In the piece below on wicked problems in business, how long has Apple held a sustained competitive advantage from cracking the digital music wicked problem?

Selected excerpt:
Start of Block

For companies operating in a competitive environment, time is the enemy. But time is missing from conventional formulations of wicked problems.
The usual descriptive factors of a wicked problem look like this (more detail)
- There is no definitive statement of the problem, in fact there is broad disagreement on it
- There is no definitive solution, and no “stopping rule” that says when you’re finished/successful
- The only way to really understand the problem is by creating solutions and trying them out
- Solutions to wicked problems are not clearly right or wrong
- The constraints of the problem constantly change
As I have been thinking more about wicked problems and how they apply in strategic business contexts, this missing element of time has become more of a issue. It drives so much of how businesses behave: time is money, and so companies want to move fast to be efficient. But more importantly, they are in a race to find desirable solutions for their customers. This means also racing to understand the boundaries of the wicked problem.
Furthermore, I contend that cracking wicked problems provides companies a major, sustained competitive edge. There are at least a couple of reasons for this:
- Wicked problems are systemic in nature. This makes solutions hard to do and hard to reproduce - Apple has had a 5 year sustained competitive advantage from its cracking of the digital music wicked problem.
- Wicked problems are abstract and hard to see. Often they can only be detected by symptoms that are not obviously connected. So even if you crack them it’s not obvious to your competition right away what you’ve done. This is what Google is doing right now - no-one knows exactly how it will all come together, but it’s clear something is taking shape. Once they are done, it will seem obvious, but for now it is fuzzy.
In all these cases businesses are torn between the need to move rapidly to crack open the wicked problem and capitalize on it, and on the other to move slowly so that they are understanding the problem properly and not jumping to conclusions. This tension creates risk, which in turn heightens the social fragmentation in the organization. Time is therefore the enemy in wicked problems, and we need to update our definition of them to include it.

End of Block

Records:
Start of Block

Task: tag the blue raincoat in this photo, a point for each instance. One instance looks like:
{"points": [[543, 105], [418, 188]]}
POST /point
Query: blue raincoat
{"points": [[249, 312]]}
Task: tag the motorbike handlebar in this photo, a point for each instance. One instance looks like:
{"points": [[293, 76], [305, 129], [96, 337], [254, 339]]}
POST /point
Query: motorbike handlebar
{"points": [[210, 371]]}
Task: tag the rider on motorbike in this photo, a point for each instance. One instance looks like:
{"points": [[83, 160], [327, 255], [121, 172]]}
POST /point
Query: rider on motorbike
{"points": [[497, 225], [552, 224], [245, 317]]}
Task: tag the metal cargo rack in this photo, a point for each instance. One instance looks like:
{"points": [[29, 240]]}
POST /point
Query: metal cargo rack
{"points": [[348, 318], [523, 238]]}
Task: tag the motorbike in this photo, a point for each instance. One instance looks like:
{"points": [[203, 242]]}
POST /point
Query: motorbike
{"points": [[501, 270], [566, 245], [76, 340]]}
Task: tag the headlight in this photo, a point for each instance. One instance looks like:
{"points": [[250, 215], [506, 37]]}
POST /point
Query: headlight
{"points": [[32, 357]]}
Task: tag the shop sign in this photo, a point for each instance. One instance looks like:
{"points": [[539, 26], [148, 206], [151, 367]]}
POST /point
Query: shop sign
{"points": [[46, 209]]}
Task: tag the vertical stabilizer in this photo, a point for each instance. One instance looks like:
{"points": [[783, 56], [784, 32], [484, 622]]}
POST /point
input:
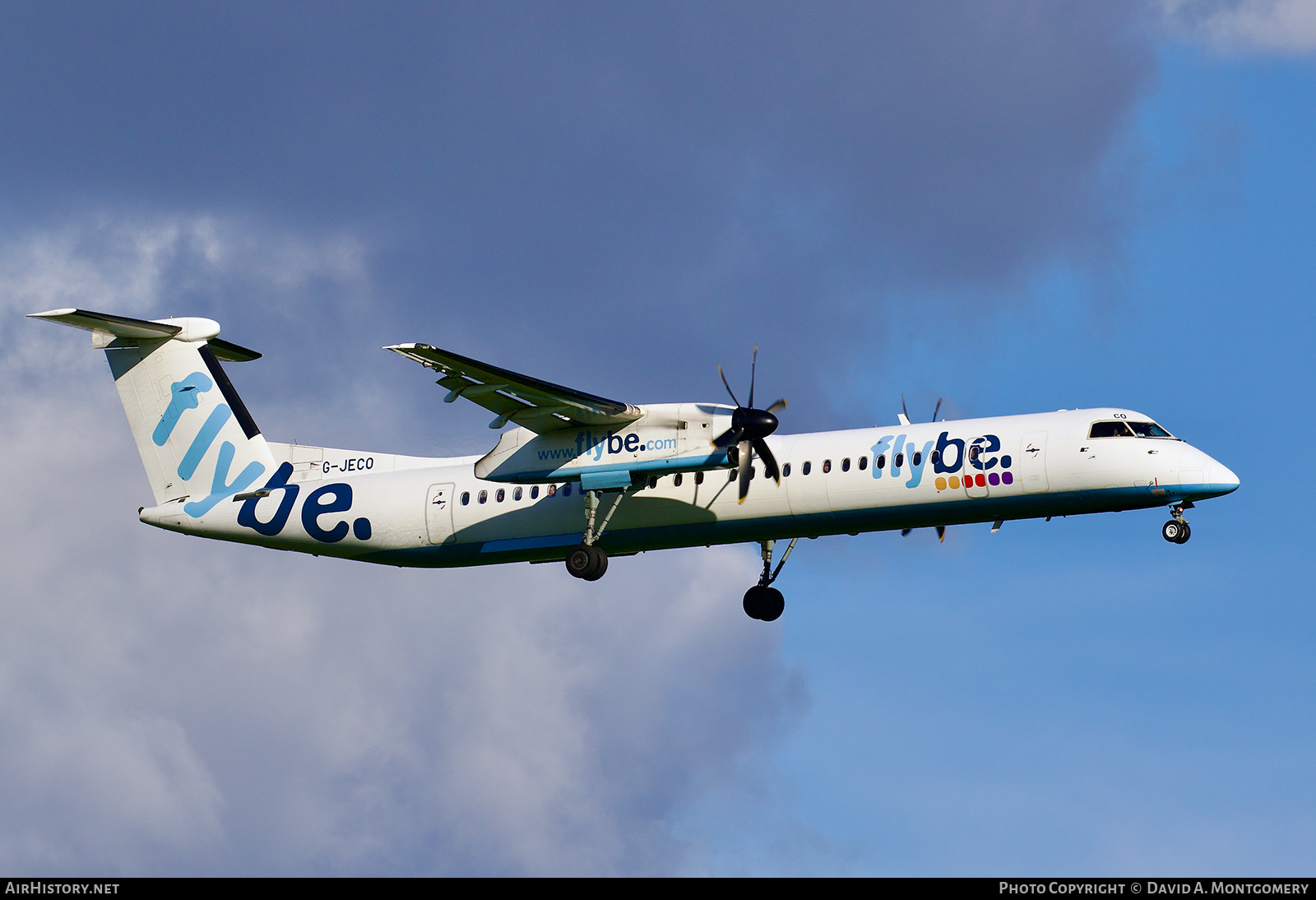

End of Block

Finished exercise:
Five years.